--- Begin ENTRIES SUPPLIED ---

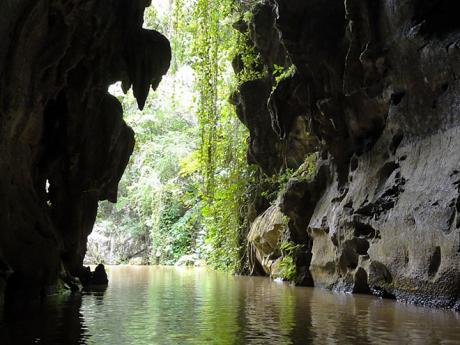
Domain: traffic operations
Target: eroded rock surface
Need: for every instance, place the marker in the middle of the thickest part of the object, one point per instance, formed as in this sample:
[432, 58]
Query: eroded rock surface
[377, 83]
[63, 142]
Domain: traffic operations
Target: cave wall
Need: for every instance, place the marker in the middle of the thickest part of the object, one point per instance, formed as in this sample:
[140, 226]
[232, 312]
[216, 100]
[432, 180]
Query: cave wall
[377, 83]
[63, 142]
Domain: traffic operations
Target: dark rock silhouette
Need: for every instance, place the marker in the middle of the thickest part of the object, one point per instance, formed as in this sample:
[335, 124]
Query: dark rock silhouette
[63, 142]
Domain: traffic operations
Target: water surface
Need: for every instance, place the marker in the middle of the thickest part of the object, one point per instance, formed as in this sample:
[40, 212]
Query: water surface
[168, 305]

--- End ENTRIES SUPPLIED ---

▶ _PROBLEM DETAILS_:
Count the lines of the data above that contain the word "silhouette". Reply with the number alone.

▶ _THE REPLY_:
2